En la apuesta por un microautonomismo cantonal y la polis-arquía como prácticas de democracias de proximidad que expresen la potencialidad política que existe en el anarquismo (versión avanzada y superadora del pensamiento liberal y socialista) no debe hurtarse la contundencia de los argumentos que refutan esa capacidad en las sociedades de masas. Antes al contrario, precisamente hay que extraer de esa contingencia a escala, avalada por el pensamiento político clásico, la causa para incitar a una búsqueda de la verdadera democracia en el cuerpo a cuerpo político, en la acción directa y horizontal, entre libres e iguales. Porque en eso que los críticos de la democracia directa consideran el problema (las variables macro de la sociedad de masasy sus sinergías) los anarquistas ven la solución. Todo proceso de concentración de poder, político o económico, conlleva dominación sobre las personas y la naturaleza, por lo que la construcción social a escala es el axioma a refutar.
Un peligro intuido hace ya casi dos siglos por Alexis de Tocqueville al proponer como contrapeso frente al despotismo el despliegue de una democracia local que convierta la democracia en costumbre, en el “estado moral e intelectual de un pueblo”. Seguramente para curarse en salud, porque el aristócrata francés tenía muy en cuenta la distinción hecha en 1787 por James Madison, uno de los Padres Fundadores de la nación americana, entre “una democracia pura, por la que entiendo una sociedad integrada por un reducido número de ciudadanos que se reúnen en asamblea, y una república, por la que entiendo un gobierno en el que tiene efecto el sistema de representación” (Citado por R. Dall, La democracia. Una guía para los ciudadanos, 1999, 23-24)
Y desde otra óptica, esta impronta es algo que se percibe incluso en la actualidad cuando analizamos el Índice de Desarrollo Humano (esa especie de ranking de los pueblos más prósperos del planeta) y verificamos que son países liliput en lo poblacional, tipo Islandia, con fuerte sentido cívico-ciudadano, alta integración social y cotas de excelencia en dotaciones públicas esenciales como sanidad y educación, los que reiteradamente asoman al podium del bienestar social mundial que año tras año publica Naciones Unidas.

+++

[Tarea a realizar]:
Prosigue el texto sobre la democracia de proximidad a partir de su última oración.

[Extracto de datos]:

+++

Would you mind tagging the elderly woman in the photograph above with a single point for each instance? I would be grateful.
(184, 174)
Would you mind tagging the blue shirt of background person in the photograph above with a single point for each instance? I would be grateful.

+++

[Respuesta final]:
Tanto la premonición del autor de ese especialísimo libro de viajes que es La democracia en América como el moderno ejemplo de los “países mínimos” (Finlandia también) sitúan en la superación del efecto representación por la vida activa, y no sólo en el legado de la ética calvinista, sus mejores yacimientos de humanismo. Como decía Aristóteles de los ciudadanos de la Grecia de Pericles, al citar su doble capacidad de gobernar y ser gobernados, tal es el tipo de sociedad que hace de los hombres la medida de todas la cosas, superando la brecha entre clases y castas, famosos y anónimos, desigualdad que condena a una mayoría invisible al oficio de mero “escriba” de los intereses de una minoría oligárquica, despótico y ociosa.
Ya en 1911 el profesor Robert Michels, en su clásico Los partidos políticos, dejó establecido en base al análisis de la estructura y práctica política de la socialdemocracia alemana, que existe una profunda incompatibilidad entre liderazgo y democracia. En lo que el estudioso definió como “ley de hierro de la oligarquía”, advertía que el liderazgo profesional pronosticaba el principio del fin de la democracia, y añadía respecto a esa implosión: “no son las masas las que han devorado a sus líderes sino los jefes los que se han devorado entre sí con la ayuda de las masas”. Una especie de talón de Aquiles que derivaba del tamaño de las organizaciones, de forma que cuanto más grandes se hacen más se burocratizan y, frente a lo que pregona la edulcorada versión oficial, “más desarrollan una dicotomía entre eficiencia y democracia interna”.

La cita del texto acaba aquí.